**Exercise inputs:**

# # #

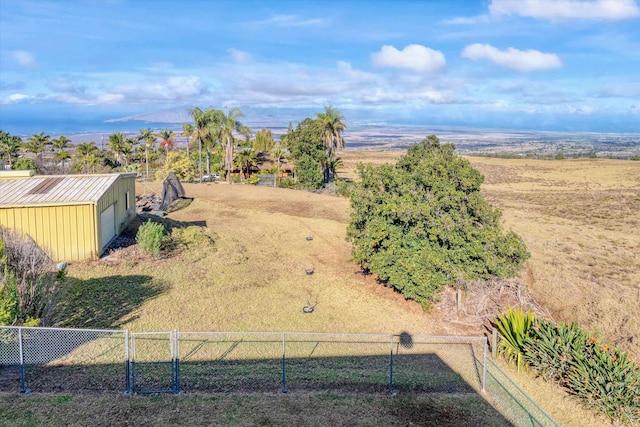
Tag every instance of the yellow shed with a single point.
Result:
(72, 217)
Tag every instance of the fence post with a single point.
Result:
(391, 367)
(484, 364)
(127, 363)
(284, 366)
(176, 361)
(494, 343)
(133, 363)
(23, 388)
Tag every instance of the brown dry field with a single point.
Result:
(580, 220)
(578, 217)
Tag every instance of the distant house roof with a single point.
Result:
(50, 190)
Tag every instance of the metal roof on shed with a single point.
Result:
(55, 190)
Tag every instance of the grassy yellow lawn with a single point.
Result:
(577, 217)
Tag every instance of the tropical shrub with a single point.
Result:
(149, 237)
(184, 167)
(606, 379)
(514, 326)
(421, 224)
(551, 348)
(603, 378)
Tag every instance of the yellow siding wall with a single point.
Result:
(66, 232)
(117, 194)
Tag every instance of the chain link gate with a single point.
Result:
(154, 362)
(56, 359)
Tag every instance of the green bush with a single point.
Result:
(149, 237)
(551, 348)
(606, 380)
(287, 183)
(422, 224)
(343, 188)
(603, 378)
(515, 326)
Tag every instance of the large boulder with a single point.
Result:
(171, 191)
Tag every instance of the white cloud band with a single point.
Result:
(413, 57)
(612, 10)
(514, 59)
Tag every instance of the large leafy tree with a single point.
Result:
(9, 147)
(263, 140)
(421, 224)
(306, 147)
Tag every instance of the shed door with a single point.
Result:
(108, 225)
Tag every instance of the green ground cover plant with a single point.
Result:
(603, 378)
(149, 237)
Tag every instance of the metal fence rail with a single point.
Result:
(52, 359)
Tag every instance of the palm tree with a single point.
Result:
(62, 156)
(200, 131)
(230, 124)
(278, 153)
(61, 143)
(331, 122)
(244, 160)
(36, 144)
(9, 146)
(167, 142)
(148, 138)
(87, 152)
(119, 145)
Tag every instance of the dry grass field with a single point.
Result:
(581, 222)
(578, 218)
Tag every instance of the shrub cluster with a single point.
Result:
(603, 378)
(28, 291)
(149, 237)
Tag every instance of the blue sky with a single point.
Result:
(536, 64)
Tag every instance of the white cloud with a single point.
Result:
(514, 59)
(291, 21)
(358, 75)
(15, 98)
(567, 9)
(413, 57)
(239, 56)
(23, 58)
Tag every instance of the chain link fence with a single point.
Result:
(63, 360)
(81, 360)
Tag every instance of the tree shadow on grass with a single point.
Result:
(102, 303)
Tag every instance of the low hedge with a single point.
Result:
(604, 378)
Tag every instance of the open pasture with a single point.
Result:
(577, 218)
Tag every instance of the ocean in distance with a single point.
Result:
(358, 135)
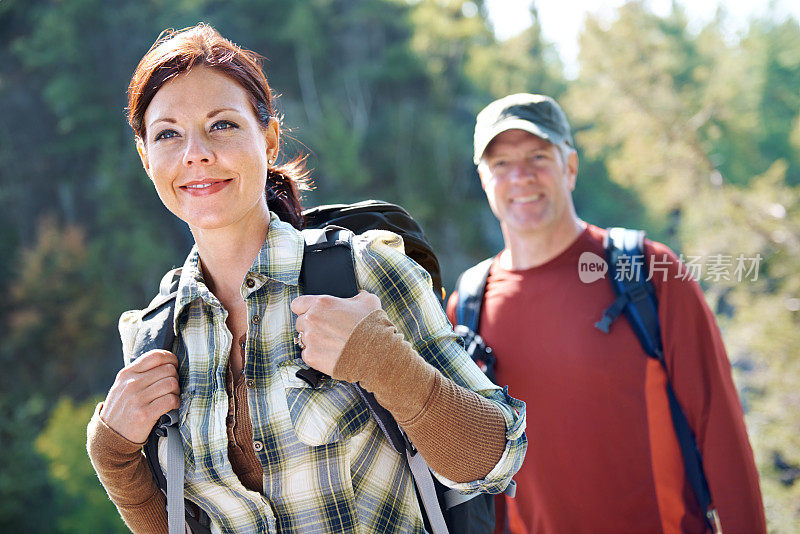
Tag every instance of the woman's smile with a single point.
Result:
(207, 187)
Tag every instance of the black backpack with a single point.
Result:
(327, 269)
(636, 297)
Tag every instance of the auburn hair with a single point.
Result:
(177, 52)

# # #

**Prompt:** The answer must restate each entry word for word and contain no images.

**Task answer:**
Tag every instance of the yellow shed with a single point.
Result:
(72, 217)
Tag every instance of the fence post with a single point.
Result:
(391, 367)
(484, 364)
(127, 363)
(284, 366)
(176, 361)
(494, 343)
(133, 363)
(23, 388)
Tag every instance of the brown dry field with a single point.
Result:
(580, 220)
(578, 217)
Tag every instance of the distant house roof with a single point.
Result:
(50, 190)
Tag every instance of the metal roof on shed with a single point.
Result:
(55, 190)
Tag every instance of the grassy yellow lawn with a single point.
Result:
(577, 217)
Tag every instance of the tropical shrub with a single point.
Result:
(149, 237)
(184, 167)
(606, 379)
(514, 326)
(421, 224)
(551, 348)
(603, 378)
Tag every instance of the yellow siding wall with a single point.
Result:
(66, 232)
(117, 194)
Tag every instance of the chain link gate with a single point.
Result:
(154, 362)
(56, 359)
Tag every instance of the green bush with a single point.
Result:
(149, 237)
(551, 348)
(606, 380)
(287, 183)
(422, 224)
(343, 188)
(603, 378)
(515, 326)
Tag every instance of the large boulder with a single point.
Result:
(171, 191)
Tag every instance of the white cloud band with a single point.
Result:
(413, 57)
(612, 10)
(514, 59)
Tag every instance of the large leafy tree with a single point.
Result:
(9, 147)
(263, 140)
(421, 224)
(306, 147)
Tag every instance of the shed door with a single point.
Result:
(108, 225)
Tag every instance of the green ground cover plant with a single point.
Result:
(603, 378)
(149, 237)
Tag every instance of the metal fence rail with a single point.
Result:
(52, 359)
Tag every instance of the palm tree with a single point.
Result:
(62, 156)
(200, 131)
(230, 124)
(278, 153)
(61, 143)
(331, 122)
(244, 160)
(36, 144)
(9, 146)
(167, 142)
(148, 138)
(87, 152)
(119, 145)
Tag every instance of the dry grass field with a single point.
Result:
(581, 222)
(578, 218)
Tag every instance of the shrub cluster with a single point.
Result:
(603, 378)
(28, 291)
(149, 237)
Tag every instance of the blue sky with a single point.
Result:
(536, 64)
Tag every instance of the white cloud with a single point.
Result:
(514, 59)
(291, 21)
(358, 75)
(15, 98)
(567, 9)
(413, 57)
(239, 56)
(23, 58)
Tag every instance of the chain link fence with a single point.
Result:
(63, 360)
(81, 360)
Tag every instance of the tree shadow on grass with a single point.
Result:
(102, 303)
Tag every instance of the low hedge with a single point.
Result:
(604, 378)
Tag every instance of the open pasture with a single point.
Result:
(577, 218)
Tag every instance of the ocean in distance with a single point.
Result:
(358, 135)
Tag every instance of the woman's smile with a single point.
Result:
(207, 187)
Tag every instance of the black backpack with a single point.
Result:
(327, 269)
(636, 297)
Tag every instance of the auburn hair with a single point.
Result:
(177, 52)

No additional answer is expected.